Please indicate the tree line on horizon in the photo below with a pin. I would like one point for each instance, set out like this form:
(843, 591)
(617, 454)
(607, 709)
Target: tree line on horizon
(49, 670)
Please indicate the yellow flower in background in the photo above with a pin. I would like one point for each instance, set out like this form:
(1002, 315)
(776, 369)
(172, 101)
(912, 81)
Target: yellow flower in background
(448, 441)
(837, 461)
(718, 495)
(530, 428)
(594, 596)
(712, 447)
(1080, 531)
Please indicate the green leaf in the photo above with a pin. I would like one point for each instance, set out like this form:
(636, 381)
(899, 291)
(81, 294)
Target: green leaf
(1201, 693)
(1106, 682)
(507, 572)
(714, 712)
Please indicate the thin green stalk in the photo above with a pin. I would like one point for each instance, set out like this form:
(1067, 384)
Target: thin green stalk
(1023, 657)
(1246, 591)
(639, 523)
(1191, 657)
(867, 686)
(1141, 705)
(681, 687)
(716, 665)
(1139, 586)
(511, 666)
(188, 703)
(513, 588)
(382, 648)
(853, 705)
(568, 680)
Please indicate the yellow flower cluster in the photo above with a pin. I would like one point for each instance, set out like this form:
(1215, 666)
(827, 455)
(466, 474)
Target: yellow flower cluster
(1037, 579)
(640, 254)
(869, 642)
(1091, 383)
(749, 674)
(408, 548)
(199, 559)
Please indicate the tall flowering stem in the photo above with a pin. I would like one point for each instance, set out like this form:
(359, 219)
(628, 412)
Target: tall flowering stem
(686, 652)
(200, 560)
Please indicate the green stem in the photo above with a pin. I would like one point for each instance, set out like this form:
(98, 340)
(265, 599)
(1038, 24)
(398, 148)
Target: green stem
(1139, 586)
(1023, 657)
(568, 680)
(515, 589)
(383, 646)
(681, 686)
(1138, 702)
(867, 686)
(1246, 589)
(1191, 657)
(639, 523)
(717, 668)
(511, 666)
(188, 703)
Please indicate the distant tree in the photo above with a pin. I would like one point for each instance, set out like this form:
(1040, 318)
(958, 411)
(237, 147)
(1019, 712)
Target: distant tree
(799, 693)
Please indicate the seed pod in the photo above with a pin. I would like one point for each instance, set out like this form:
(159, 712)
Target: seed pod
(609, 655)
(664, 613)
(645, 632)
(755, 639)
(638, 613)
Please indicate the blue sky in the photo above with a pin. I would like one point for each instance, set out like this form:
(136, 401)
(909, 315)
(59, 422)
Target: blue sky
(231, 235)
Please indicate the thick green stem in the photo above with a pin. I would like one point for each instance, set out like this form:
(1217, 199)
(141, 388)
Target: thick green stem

:::

Scan the data above for the word "thick", then copy every line that holds it.

- _EXERCISE RESULT_
Please indicate the thick green stem in the photo above with a pin. I would like one point for each instance, set out like this form:
Target: thick green stem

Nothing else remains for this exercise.